> [Directions]: Rewrite the records as a JSON list of strings, one per line with blank lines omitted, from the start of the records up to and including the line with "[0,497,1345,893]".

> [Record set]:
# # #
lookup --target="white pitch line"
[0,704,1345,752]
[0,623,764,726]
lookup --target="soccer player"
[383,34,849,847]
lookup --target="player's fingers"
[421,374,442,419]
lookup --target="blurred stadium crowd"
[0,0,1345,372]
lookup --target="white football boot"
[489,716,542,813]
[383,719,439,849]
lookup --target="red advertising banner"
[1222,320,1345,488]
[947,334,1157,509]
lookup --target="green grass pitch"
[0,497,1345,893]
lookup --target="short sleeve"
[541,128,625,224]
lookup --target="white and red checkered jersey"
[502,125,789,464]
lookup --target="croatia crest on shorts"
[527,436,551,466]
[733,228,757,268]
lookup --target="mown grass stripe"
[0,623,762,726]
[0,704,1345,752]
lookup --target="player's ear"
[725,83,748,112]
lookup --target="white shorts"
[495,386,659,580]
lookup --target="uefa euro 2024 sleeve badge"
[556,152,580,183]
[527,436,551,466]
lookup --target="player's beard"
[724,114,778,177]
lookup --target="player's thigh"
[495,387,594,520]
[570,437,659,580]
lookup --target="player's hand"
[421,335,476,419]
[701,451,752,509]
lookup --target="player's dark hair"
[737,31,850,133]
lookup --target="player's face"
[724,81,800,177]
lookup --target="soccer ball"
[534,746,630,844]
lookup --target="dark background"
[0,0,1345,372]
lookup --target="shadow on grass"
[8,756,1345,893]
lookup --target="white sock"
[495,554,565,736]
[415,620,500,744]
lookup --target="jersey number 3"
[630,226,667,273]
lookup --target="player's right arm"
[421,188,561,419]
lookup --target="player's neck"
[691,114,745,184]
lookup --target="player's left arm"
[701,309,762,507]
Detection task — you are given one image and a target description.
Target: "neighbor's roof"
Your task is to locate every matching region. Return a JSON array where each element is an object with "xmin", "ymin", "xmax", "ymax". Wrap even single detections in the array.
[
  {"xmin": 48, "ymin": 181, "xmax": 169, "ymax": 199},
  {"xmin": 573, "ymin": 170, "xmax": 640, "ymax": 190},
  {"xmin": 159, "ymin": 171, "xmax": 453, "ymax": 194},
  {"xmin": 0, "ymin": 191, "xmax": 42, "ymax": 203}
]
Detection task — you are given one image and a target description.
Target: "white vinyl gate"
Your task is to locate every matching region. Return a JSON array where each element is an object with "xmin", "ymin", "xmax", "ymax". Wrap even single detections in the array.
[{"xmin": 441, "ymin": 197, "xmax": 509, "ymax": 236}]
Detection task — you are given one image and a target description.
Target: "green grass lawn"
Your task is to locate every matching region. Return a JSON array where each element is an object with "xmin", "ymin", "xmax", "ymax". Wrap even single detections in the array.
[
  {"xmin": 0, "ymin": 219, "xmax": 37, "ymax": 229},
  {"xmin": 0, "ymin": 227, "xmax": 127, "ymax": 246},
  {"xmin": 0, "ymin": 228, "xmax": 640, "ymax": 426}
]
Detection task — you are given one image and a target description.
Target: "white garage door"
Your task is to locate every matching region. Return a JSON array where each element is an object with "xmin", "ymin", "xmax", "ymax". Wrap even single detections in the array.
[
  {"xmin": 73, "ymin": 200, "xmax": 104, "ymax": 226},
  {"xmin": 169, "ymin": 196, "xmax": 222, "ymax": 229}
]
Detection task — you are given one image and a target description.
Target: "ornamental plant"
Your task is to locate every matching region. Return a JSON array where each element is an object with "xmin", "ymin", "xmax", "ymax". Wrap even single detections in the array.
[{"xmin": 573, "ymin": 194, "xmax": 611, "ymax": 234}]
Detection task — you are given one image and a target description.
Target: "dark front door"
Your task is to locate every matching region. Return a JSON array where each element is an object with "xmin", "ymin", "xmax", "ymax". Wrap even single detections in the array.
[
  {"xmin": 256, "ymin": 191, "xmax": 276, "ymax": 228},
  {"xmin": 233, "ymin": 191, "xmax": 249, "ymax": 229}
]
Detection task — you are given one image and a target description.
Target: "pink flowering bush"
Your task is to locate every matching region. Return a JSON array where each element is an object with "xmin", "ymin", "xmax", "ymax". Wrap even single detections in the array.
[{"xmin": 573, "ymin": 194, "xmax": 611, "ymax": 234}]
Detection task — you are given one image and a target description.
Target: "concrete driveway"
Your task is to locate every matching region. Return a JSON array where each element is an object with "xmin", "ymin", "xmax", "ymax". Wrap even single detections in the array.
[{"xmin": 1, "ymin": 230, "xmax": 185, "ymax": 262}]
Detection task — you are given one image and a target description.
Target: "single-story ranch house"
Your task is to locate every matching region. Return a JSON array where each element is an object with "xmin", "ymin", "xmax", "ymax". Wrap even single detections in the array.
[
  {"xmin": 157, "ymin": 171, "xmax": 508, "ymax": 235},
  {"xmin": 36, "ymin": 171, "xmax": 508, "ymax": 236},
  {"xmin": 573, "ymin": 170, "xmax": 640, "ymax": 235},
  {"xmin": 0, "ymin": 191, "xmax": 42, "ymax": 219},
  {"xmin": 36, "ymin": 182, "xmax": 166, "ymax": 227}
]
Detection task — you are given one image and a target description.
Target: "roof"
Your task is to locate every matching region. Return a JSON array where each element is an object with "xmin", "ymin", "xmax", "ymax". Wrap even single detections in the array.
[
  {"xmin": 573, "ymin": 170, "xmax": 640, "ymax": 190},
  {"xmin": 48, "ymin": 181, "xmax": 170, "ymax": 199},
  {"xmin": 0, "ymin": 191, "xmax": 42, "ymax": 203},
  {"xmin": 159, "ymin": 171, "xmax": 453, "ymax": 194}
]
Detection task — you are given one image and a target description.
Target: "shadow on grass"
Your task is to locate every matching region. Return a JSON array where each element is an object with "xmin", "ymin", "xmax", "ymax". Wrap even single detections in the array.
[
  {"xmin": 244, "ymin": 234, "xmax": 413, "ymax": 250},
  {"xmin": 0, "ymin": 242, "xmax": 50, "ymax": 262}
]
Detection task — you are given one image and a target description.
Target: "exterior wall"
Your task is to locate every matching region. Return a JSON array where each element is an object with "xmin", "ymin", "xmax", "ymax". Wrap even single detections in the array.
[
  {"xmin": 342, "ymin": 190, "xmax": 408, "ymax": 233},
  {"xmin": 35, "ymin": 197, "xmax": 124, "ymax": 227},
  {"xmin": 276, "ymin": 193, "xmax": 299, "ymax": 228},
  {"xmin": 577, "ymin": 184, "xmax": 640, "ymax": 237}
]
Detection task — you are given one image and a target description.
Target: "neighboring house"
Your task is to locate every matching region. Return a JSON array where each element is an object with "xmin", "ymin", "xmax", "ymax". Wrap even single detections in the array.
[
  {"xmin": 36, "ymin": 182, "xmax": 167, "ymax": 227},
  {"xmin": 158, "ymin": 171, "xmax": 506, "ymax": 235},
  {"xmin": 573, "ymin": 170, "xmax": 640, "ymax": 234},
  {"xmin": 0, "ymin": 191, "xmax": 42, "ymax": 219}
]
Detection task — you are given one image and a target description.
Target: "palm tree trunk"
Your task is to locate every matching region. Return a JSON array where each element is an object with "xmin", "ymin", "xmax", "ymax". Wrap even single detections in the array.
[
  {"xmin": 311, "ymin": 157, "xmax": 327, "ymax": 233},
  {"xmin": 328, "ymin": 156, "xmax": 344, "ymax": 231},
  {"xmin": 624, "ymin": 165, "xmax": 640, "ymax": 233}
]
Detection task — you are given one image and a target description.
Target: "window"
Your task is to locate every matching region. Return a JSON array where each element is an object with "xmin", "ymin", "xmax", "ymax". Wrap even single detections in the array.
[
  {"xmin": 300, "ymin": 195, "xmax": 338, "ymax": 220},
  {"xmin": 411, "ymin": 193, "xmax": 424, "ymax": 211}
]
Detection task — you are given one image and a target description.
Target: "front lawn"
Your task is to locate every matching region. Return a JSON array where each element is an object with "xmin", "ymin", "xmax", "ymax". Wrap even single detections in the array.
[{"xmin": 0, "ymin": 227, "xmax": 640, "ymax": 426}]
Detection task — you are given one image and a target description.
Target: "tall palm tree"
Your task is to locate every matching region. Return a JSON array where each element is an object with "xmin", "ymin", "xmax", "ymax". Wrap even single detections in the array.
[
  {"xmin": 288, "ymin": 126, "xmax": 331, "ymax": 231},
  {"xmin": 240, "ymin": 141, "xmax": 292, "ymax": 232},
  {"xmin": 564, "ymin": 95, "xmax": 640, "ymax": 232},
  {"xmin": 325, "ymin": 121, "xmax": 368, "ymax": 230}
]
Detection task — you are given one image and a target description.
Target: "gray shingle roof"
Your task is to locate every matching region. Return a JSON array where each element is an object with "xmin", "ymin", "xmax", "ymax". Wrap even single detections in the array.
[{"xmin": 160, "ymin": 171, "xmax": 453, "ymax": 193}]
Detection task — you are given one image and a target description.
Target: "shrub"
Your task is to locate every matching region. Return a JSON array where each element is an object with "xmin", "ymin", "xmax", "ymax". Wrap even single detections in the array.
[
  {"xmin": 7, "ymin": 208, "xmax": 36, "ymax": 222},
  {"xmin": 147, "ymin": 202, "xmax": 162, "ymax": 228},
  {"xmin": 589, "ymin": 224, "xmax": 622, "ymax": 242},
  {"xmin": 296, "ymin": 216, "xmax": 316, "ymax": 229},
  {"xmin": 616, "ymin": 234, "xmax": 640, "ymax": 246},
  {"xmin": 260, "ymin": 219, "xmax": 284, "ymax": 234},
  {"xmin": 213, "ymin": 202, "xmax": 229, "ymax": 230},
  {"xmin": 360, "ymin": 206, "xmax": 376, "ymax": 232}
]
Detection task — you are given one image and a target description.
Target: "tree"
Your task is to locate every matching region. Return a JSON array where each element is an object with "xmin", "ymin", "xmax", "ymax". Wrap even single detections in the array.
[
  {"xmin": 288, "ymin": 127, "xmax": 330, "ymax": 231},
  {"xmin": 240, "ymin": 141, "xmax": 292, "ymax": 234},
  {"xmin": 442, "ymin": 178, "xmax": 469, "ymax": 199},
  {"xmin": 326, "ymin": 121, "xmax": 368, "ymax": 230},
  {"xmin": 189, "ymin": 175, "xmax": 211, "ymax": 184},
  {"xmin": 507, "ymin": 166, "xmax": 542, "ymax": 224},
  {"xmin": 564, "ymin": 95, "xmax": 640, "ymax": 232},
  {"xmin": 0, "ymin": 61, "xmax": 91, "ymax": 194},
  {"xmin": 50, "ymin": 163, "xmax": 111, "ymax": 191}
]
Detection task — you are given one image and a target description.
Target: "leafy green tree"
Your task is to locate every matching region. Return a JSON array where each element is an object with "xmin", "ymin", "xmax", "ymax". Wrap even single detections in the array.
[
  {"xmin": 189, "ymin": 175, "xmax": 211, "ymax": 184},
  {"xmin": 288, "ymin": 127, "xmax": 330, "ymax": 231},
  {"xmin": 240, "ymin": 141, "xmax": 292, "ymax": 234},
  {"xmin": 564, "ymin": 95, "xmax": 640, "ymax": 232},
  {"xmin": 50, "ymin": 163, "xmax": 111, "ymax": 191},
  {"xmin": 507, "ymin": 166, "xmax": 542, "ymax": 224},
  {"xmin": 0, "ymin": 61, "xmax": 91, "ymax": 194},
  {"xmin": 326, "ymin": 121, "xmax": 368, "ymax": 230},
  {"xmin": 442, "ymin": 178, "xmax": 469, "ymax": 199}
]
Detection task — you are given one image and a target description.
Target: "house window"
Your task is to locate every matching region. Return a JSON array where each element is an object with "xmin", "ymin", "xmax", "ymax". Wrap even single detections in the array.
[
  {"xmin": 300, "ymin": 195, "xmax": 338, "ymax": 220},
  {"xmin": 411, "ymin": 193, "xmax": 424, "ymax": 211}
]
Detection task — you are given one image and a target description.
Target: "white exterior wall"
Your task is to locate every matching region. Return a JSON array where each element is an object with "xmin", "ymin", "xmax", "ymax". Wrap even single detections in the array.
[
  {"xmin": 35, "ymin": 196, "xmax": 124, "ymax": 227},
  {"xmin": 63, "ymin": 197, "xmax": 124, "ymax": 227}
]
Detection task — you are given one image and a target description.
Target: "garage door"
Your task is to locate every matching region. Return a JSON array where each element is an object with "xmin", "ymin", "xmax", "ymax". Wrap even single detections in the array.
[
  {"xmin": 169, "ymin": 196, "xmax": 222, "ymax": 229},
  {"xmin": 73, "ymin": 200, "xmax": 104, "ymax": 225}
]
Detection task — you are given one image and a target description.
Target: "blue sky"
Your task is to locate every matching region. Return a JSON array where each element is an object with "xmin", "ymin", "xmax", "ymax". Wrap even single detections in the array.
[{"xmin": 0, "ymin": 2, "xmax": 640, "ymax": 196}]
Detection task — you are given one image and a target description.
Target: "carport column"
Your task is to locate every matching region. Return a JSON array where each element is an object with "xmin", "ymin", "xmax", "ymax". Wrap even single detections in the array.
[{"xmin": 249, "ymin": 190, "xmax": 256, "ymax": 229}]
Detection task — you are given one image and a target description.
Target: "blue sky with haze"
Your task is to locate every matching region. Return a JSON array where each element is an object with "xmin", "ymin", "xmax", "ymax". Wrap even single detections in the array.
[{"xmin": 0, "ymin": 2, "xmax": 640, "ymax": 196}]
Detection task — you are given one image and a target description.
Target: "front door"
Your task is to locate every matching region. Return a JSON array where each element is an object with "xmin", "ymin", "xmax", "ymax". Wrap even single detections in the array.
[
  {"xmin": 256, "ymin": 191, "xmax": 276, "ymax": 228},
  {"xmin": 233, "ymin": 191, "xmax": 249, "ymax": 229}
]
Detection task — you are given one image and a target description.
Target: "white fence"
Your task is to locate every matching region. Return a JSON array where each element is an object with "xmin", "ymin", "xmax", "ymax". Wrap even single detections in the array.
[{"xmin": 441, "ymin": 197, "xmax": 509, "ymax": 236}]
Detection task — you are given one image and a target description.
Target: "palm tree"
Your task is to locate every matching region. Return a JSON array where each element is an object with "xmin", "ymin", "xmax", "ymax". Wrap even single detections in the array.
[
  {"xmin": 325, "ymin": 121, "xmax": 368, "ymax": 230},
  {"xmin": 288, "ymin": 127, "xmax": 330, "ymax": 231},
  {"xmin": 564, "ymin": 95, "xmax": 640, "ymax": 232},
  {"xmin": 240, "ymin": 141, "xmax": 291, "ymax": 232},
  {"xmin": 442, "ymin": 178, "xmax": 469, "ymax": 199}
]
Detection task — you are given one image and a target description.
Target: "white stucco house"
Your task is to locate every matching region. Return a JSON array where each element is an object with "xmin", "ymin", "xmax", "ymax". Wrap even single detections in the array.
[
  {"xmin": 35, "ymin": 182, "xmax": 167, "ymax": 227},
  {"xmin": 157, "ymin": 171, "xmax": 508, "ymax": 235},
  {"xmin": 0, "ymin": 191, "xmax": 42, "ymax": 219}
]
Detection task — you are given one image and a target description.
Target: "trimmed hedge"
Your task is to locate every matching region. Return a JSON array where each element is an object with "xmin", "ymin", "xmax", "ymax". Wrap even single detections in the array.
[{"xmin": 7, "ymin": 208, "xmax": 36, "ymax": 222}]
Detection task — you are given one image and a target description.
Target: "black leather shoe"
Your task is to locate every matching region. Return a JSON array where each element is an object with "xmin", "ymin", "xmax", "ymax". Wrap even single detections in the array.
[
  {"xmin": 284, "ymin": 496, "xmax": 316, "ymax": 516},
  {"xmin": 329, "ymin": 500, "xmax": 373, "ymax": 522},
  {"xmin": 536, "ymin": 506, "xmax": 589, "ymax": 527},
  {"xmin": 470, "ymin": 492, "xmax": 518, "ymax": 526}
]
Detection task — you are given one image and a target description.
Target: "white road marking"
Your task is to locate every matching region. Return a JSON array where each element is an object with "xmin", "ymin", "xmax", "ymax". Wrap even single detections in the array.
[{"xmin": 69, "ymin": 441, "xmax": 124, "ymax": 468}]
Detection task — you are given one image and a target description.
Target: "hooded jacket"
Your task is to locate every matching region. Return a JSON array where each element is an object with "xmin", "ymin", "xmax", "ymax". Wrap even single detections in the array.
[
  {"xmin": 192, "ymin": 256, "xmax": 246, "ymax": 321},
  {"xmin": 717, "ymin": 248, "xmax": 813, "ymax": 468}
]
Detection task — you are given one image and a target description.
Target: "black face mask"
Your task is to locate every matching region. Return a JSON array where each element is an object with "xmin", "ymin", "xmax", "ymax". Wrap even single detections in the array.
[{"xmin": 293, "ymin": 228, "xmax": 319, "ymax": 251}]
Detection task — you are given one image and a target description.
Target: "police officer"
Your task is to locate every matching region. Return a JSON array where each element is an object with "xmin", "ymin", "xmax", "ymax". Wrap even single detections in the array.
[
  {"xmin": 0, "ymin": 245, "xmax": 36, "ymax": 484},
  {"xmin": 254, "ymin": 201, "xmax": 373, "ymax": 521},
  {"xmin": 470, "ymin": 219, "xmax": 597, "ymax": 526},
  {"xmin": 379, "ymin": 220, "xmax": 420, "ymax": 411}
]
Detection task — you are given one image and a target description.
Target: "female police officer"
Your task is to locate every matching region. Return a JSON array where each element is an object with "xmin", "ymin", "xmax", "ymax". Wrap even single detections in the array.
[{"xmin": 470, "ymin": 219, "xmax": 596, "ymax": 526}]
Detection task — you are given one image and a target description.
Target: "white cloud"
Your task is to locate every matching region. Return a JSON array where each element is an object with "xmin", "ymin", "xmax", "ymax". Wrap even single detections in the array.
# # #
> [Result]:
[
  "lookup --target=\"white pitch line\"",
  "[0,704,1345,752]",
  "[0,623,764,726]",
  "lookup --target=\"soccer player\"",
  "[383,34,849,847]",
  "lookup --target=\"player's fingers\"",
  "[421,374,442,419]",
  "lookup --target=\"blurred stadium crowd\"",
  "[0,0,1345,372]",
  "lookup --target=\"white football boot\"",
  "[489,716,542,813]",
  "[383,719,439,849]",
  "lookup --target=\"red advertising banner\"",
  "[1222,320,1345,488]",
  "[947,334,1157,509]",
  "lookup --target=\"green grass pitch\"",
  "[0,497,1345,893]"
]